[Location labeling records]

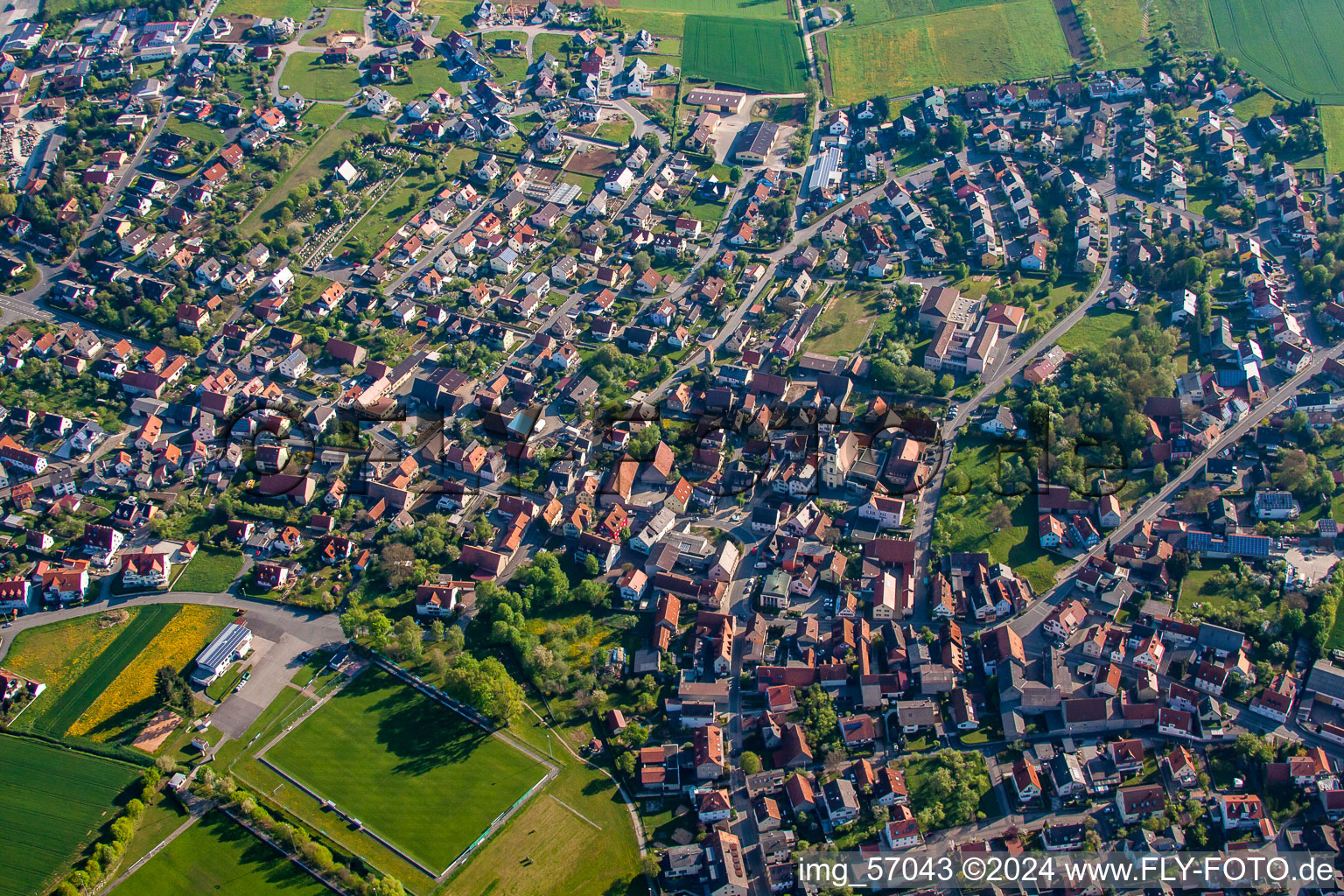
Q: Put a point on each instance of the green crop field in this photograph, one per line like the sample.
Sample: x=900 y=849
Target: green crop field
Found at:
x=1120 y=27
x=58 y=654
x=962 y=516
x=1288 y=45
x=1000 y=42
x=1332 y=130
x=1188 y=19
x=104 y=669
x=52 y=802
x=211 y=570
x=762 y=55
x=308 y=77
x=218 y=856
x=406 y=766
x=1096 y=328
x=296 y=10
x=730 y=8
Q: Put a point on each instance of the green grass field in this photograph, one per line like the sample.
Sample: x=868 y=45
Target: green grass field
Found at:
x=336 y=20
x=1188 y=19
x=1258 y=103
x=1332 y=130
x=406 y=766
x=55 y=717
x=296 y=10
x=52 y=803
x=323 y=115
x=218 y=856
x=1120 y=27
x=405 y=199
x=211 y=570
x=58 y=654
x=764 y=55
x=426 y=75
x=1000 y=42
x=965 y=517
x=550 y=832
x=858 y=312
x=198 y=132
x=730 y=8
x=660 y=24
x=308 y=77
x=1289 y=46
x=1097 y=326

EXERCISE DIRECTIONS -
Copy the material word for word, starting at the line containing "Q: Put a point on each instance of the green grass" and continuing through the end of the material.

FINISHED ANSWER -
Q: Put a point on each instance of the green grass field in this photograph, one per line like the sample.
Sample: x=868 y=45
Target: green grass field
Found at:
x=336 y=20
x=1188 y=19
x=1258 y=103
x=1332 y=130
x=406 y=766
x=55 y=717
x=296 y=10
x=52 y=803
x=323 y=115
x=218 y=856
x=1120 y=27
x=405 y=199
x=211 y=570
x=58 y=654
x=764 y=55
x=426 y=75
x=1000 y=42
x=965 y=517
x=550 y=832
x=858 y=312
x=198 y=132
x=730 y=8
x=660 y=24
x=308 y=77
x=1289 y=46
x=1097 y=326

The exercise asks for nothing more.